O povo de Arrakis, em sua genética, é programado a fazer muito do mínimo. Eles usam “trajestiladores”, trajes especiais que reutilizam os fluídos corporais e transformam em água para sua sobrevivência. Eles extraem água dos corpos de quem morre e armazenam como item sagrado, esperando pelo momento em que terão o suficiente para fazer a areia virar mar e as dunas, colinas verdejantes.

Esse sonho, anteriormente cultivado por outras Bene Gesserit que passaram pelo planeta, estrategicamente para momentos em que a genética de uma das Casas Maiores estivesse ameaçada, é a chave para a sobrevivência da casa Atreides. É acionando os gatilhos certos, criando mitos e reafirmando profecias que mãe e filho ganham a confiança do povo fremen: Lady Jessica através do fundamentalismo religioso e Paul através da luta e da estratégia, para trazer os céticos e construir seu exército.

No começo do filme, essa escalada para se tornar um fremen não é tão verossímil ao livro quanto o primeiro filme foi, o que a princípio pensei ser uma falha na continuidade mas percebi que era para que não só o público leitor se deleitasse com a história, mas também para que ela se comunicasse com a época contemporânea.

Não que Duna não seja atemporal. Como espécie, ainda temos os mesmos problemas: subdesenvolvimento decorrente da exploração, racismo, guerras santas, guerras por controle de recursos, genocídio…Mas Villeneuve fez escolhas que fizeram muito mais sentido para uma história que é feita por imagens do que apenas traduzir tudo o que o livro de 600 páginas, escrito na década de 60, diz. Por exemplo, a nossa noção de papel de gênero mudou bastante. No livro, Chani, a guerreira Fedaykin fremen por quem Paul se apaixona acaba por aparecer em poucos momentos, ainda que muito importante para o crescimento do Atreides, tendo seu ápice quando se torna mãe dos filhos de duna. Já no filme de 2024, Zendaya e Villeneuve fazem dela alguém que escolhe a honra de seu povo à amor, uma personagem implacável e fremen até a última gota de seu sangue. A Chani do filme não termina como consorte de Paulo enquanto a princesa Irulan, por estratégia, a esposa legítima, como no livro. Ela retorna para o deserto em cima de um shai-hulud, incapaz de lutar por alguém que também sabe que a religião é uma arma. Mal posso esperar para ver como o Paul do filme fará para que esta Chani volte.

Como o diretor mesmo disse em recente entrevista, imagem e som é o que fazem um filme ser inesquecível. Nesta 2ª parte eu percebi uma preocupação maior em mostrar o que está acontecendo, por quê, e para onde vai, fugindo um pouco mais de todos os detalhes que o universo de duna tem dentro do livro. É o que, para alguns espectadores, tenha passado a impressão de que este 2º filme é mais “agitado”. Sinceramente, quando olhei o relógio e vi que já tinha se passado 1h de filme, não acreditei. Acreditei menos ainda quando, depois de mais 1h, faltavam 40 minutos e o final do livro não estava nem próximo. Me contorci quando aceitei que a grande guerra ficaria para um 3º filme e quase gritei quando ela aconteceu, com a avó das tempestades de areia e tudo, bem na minha frente. E mais: O confronto final entre Paul e o Imperador.

Dados armazenados:
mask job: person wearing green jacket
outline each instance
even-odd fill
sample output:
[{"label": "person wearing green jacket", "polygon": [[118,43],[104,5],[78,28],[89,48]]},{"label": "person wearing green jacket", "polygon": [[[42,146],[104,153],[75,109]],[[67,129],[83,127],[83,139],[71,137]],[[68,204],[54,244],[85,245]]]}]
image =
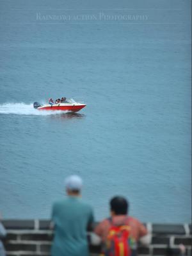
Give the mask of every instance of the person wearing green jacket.
[{"label": "person wearing green jacket", "polygon": [[65,180],[67,198],[52,209],[54,237],[51,256],[88,256],[86,230],[93,221],[92,207],[81,196],[82,180],[72,175]]}]

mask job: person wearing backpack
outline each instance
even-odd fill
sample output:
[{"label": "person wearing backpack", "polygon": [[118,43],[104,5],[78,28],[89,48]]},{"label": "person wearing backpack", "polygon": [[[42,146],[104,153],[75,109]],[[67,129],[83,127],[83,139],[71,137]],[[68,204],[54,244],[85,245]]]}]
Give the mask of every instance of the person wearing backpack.
[{"label": "person wearing backpack", "polygon": [[122,196],[110,201],[111,217],[104,219],[94,232],[102,242],[103,256],[137,255],[137,244],[147,235],[145,226],[137,219],[128,216],[129,203]]}]

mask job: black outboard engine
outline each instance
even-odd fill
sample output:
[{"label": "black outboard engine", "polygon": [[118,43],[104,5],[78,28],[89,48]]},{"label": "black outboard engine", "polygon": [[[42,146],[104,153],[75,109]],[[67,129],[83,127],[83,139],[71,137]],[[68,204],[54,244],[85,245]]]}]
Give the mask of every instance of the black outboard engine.
[{"label": "black outboard engine", "polygon": [[38,108],[39,107],[41,107],[40,103],[39,103],[38,102],[34,102],[34,103],[33,103],[34,108]]}]

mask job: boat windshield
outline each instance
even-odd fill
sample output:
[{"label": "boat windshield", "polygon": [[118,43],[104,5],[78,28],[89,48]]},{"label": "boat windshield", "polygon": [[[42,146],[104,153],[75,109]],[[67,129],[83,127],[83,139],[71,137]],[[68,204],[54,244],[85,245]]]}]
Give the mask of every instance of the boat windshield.
[{"label": "boat windshield", "polygon": [[75,103],[76,101],[74,100],[74,99],[70,98],[70,99],[66,99],[66,102],[68,103]]}]

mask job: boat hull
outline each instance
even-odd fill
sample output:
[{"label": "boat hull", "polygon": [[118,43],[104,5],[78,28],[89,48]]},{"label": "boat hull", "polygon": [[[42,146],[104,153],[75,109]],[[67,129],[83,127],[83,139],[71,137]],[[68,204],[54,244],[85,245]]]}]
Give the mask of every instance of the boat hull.
[{"label": "boat hull", "polygon": [[78,104],[78,105],[44,105],[41,106],[37,109],[38,110],[61,110],[61,111],[70,111],[72,112],[77,112],[81,109],[84,108],[86,104]]}]

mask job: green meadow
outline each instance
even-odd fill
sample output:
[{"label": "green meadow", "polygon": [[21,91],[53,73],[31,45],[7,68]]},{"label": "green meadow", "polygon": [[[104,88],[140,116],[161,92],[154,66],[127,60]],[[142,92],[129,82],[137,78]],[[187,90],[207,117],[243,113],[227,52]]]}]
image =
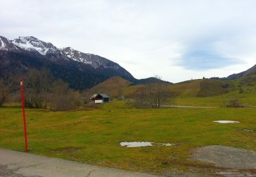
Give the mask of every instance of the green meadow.
[{"label": "green meadow", "polygon": [[[198,101],[203,103],[201,99]],[[182,98],[176,101],[183,104]],[[217,170],[192,159],[195,148],[224,145],[256,151],[255,108],[138,110],[115,101],[85,110],[26,109],[26,115],[29,152],[119,169],[200,173]],[[240,123],[213,122],[218,120]],[[122,142],[175,145],[127,148],[119,146]],[[0,147],[24,151],[21,108],[0,108]]]}]

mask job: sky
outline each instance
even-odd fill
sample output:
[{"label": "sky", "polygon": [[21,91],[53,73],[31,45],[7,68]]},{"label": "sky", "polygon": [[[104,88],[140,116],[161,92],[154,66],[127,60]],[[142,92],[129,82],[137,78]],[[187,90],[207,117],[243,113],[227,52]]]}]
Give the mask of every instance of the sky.
[{"label": "sky", "polygon": [[34,36],[137,78],[226,77],[256,63],[254,0],[0,0],[0,35]]}]

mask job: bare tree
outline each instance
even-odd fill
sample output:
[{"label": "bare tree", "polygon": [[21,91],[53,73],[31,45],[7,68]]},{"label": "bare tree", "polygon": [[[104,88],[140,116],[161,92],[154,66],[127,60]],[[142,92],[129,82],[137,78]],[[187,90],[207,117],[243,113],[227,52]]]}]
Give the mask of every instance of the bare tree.
[{"label": "bare tree", "polygon": [[156,76],[154,82],[147,84],[139,88],[134,94],[135,106],[138,108],[160,108],[169,97],[170,91],[168,84],[161,81],[160,77]]}]

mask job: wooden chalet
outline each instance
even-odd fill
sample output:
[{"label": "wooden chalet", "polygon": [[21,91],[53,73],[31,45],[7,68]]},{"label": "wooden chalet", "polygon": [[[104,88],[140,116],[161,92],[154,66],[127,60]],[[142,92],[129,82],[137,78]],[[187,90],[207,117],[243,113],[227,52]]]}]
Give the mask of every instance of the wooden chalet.
[{"label": "wooden chalet", "polygon": [[96,93],[90,98],[90,101],[95,103],[109,102],[109,97],[105,93]]}]

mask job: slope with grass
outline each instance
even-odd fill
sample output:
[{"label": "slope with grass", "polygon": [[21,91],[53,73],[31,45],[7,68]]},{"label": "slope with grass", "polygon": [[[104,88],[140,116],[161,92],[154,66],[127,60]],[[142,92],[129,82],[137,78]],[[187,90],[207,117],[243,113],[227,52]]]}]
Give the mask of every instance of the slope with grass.
[{"label": "slope with grass", "polygon": [[107,93],[111,97],[117,97],[122,95],[122,89],[131,84],[131,82],[119,76],[107,79],[89,89],[90,95],[94,93]]}]

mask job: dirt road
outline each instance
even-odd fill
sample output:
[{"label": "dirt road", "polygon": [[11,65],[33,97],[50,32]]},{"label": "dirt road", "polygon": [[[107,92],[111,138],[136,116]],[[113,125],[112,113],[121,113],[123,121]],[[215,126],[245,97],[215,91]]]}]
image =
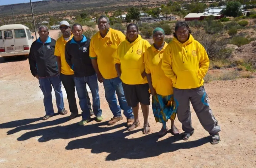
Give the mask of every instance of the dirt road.
[{"label": "dirt road", "polygon": [[[143,135],[142,126],[128,132],[124,119],[107,126],[112,116],[101,84],[102,122],[79,126],[81,117],[69,121],[67,115],[42,121],[43,96],[28,60],[5,62],[0,58],[0,167],[255,167],[256,87],[255,79],[206,85],[222,129],[221,141],[213,145],[193,111],[195,131],[186,142],[170,133],[159,139],[161,125],[155,123],[151,109],[149,135]],[[69,110],[66,98],[64,103]],[[143,121],[141,111],[140,119]]]}]

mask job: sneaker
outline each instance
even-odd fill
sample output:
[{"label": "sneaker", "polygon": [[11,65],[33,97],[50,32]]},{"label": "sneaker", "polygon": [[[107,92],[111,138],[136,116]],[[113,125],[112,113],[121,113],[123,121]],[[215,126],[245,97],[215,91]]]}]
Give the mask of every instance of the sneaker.
[{"label": "sneaker", "polygon": [[118,121],[123,120],[123,117],[122,116],[119,117],[114,117],[113,118],[111,118],[111,120],[108,122],[108,125],[113,125]]},{"label": "sneaker", "polygon": [[71,113],[70,115],[69,116],[69,119],[73,119],[78,116],[78,113]]},{"label": "sneaker", "polygon": [[127,127],[129,127],[131,126],[132,126],[132,125],[133,123],[133,122],[134,122],[134,119],[133,118],[127,118]]},{"label": "sneaker", "polygon": [[103,120],[103,117],[102,116],[100,117],[96,117],[96,121],[97,122],[101,122]]},{"label": "sneaker", "polygon": [[91,116],[94,115],[94,113],[93,112],[93,111],[92,111],[92,110],[90,109],[90,115],[91,115]]},{"label": "sneaker", "polygon": [[83,120],[79,122],[78,124],[80,126],[85,126],[86,125],[86,124],[89,122],[89,121],[90,121],[89,120]]}]

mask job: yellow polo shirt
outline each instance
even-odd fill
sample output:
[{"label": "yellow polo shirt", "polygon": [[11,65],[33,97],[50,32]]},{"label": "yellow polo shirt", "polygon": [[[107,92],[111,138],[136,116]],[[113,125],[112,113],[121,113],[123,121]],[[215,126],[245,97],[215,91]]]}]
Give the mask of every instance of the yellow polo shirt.
[{"label": "yellow polo shirt", "polygon": [[105,79],[117,77],[114,59],[117,54],[117,47],[125,38],[121,31],[110,28],[104,38],[101,37],[98,31],[91,40],[90,58],[97,59],[100,72]]},{"label": "yellow polo shirt", "polygon": [[164,47],[159,51],[153,44],[148,48],[144,56],[146,73],[151,74],[153,87],[158,94],[163,96],[173,94],[172,81],[165,76],[161,68],[162,58],[167,45],[165,42]]},{"label": "yellow polo shirt", "polygon": [[141,74],[145,69],[144,54],[150,46],[148,41],[140,35],[132,43],[126,39],[119,45],[115,63],[121,64],[120,77],[123,83],[128,85],[148,83],[146,77],[143,78]]},{"label": "yellow polo shirt", "polygon": [[65,47],[66,44],[73,38],[73,34],[69,37],[69,39],[67,40],[65,40],[63,36],[59,37],[56,41],[55,45],[55,50],[54,51],[54,55],[57,57],[60,57],[60,60],[62,63],[61,71],[62,74],[64,75],[74,75],[74,72],[73,70],[70,68],[68,63],[66,62],[66,59],[65,57]]}]

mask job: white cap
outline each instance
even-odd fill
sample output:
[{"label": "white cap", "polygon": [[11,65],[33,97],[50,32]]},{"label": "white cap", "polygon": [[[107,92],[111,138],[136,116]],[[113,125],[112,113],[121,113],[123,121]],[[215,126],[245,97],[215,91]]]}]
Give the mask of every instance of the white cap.
[{"label": "white cap", "polygon": [[70,26],[69,23],[66,21],[63,21],[60,22],[60,26],[62,25],[66,25],[66,26]]}]

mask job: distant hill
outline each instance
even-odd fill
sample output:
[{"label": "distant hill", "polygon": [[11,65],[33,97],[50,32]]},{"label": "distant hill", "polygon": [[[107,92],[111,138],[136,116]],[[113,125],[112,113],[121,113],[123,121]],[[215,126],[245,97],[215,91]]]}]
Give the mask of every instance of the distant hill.
[{"label": "distant hill", "polygon": [[[35,13],[81,9],[84,8],[102,7],[113,5],[125,4],[136,2],[135,0],[51,0],[32,2]],[[0,6],[0,15],[4,16],[11,14],[11,7],[16,14],[30,13],[30,3]]]}]

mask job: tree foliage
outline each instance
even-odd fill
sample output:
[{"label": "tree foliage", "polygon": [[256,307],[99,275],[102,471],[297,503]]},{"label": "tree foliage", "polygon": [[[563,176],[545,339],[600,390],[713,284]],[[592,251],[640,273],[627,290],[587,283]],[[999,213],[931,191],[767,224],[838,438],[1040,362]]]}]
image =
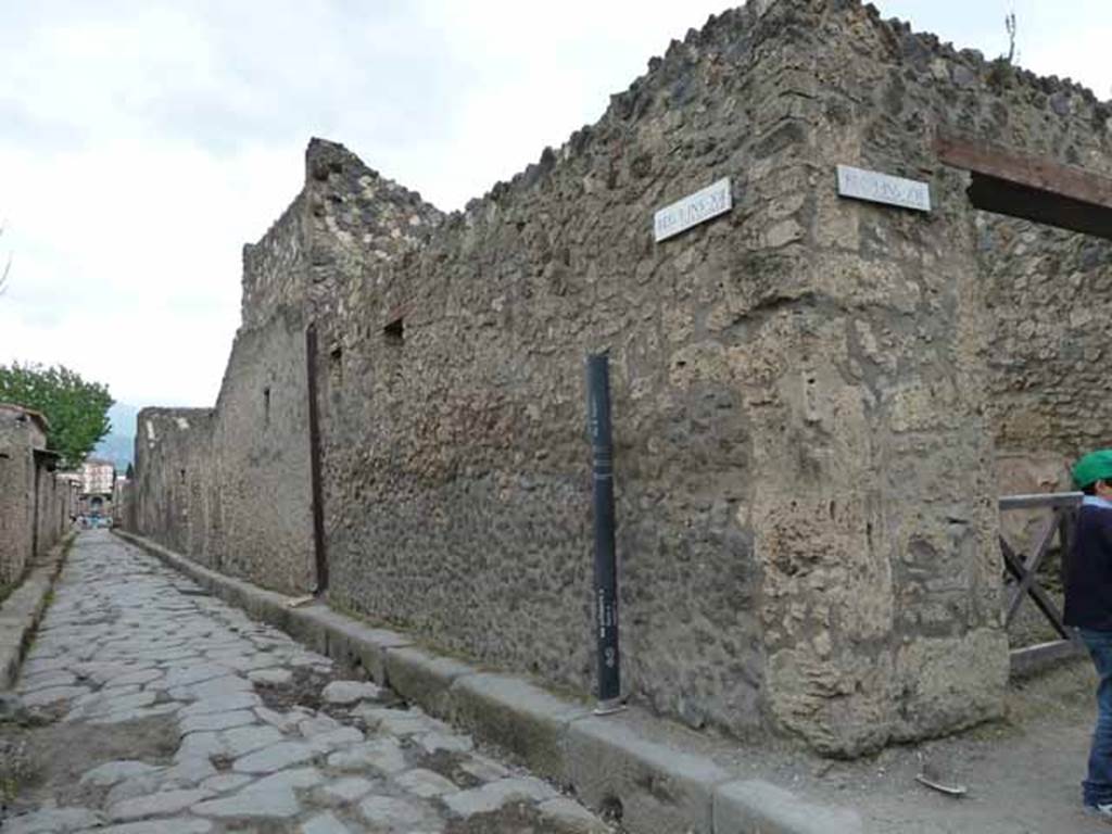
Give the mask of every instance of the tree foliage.
[{"label": "tree foliage", "polygon": [[61,365],[0,365],[0,403],[42,411],[50,423],[47,446],[61,454],[68,469],[80,466],[111,428],[108,387],[87,383]]}]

Tarefa proposta: Retorne, sem qualquer alteração, a passagem do texto sobre o segundo filme de Duna que vai de "Esse sonho, anteriormente" até "construir seu exército.".

Resposta do exercício:
Esse sonho, anteriormente cultivado por outras Bene Gesserit que passaram pelo planeta, estrategicamente para momentos em que a genética de uma das Casas Maiores estivesse ameaçada, é a chave para a sobrevivência da casa Atreides. É acionando os gatilhos certos, criando mitos e reafirmando profecias que mãe e filho ganham a confiança do povo fremen: Lady Jessica através do fundamentalismo religioso e Paul através da luta e da estratégia, para trazer os céticos e construir seu exército.